◆ Task instructions: Filter the entries for the word "piling". Copy each line that has it.

Top of Exercise data

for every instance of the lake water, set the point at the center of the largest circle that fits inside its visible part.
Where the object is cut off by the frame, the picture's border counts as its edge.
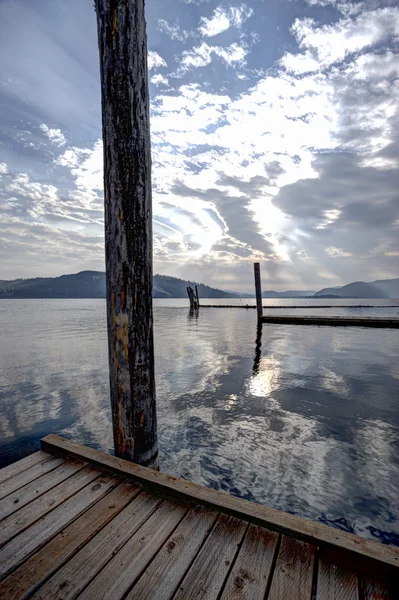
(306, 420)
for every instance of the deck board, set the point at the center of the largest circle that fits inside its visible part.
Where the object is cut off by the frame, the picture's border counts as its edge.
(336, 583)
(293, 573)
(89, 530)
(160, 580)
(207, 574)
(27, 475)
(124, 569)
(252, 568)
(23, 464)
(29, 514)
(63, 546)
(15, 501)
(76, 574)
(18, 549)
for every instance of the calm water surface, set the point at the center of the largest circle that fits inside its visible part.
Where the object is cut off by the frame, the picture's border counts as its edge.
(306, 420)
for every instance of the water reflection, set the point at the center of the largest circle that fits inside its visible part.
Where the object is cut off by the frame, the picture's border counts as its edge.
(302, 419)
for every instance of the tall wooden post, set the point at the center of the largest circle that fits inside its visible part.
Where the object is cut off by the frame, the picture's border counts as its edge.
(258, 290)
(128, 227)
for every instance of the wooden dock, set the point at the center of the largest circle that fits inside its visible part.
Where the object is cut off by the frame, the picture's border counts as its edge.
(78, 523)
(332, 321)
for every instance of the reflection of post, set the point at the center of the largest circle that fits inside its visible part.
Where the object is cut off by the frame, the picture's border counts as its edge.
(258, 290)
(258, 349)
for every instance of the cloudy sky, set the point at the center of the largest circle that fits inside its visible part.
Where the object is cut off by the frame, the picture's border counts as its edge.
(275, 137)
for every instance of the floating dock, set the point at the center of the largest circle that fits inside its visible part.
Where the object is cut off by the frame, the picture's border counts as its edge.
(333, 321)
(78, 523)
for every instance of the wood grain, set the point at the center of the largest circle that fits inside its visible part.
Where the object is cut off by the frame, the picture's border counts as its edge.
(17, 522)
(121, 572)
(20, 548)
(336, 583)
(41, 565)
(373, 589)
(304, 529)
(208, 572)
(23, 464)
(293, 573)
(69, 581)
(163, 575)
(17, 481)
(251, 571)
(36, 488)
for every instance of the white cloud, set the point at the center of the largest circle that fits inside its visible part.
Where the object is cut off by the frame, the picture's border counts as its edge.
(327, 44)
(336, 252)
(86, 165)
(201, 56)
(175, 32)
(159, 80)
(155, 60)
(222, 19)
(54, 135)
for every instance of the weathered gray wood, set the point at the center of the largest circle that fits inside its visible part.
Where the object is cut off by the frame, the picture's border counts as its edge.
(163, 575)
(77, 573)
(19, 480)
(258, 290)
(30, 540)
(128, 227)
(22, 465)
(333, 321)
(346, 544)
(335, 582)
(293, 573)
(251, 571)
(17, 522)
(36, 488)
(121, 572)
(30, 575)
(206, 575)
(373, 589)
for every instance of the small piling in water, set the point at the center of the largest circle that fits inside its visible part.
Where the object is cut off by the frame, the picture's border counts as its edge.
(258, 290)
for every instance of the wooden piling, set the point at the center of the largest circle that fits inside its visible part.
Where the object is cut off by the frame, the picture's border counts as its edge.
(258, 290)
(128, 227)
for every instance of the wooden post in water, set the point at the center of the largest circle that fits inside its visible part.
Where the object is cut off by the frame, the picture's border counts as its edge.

Bottom of Exercise data

◆ Output for this exercise:
for every instance of the small piling in water, set the point at the center of the largest circle that fits inside its visible part.
for every instance of the wooden piling, set the point at the center of the largest circle that fits inside its visible part.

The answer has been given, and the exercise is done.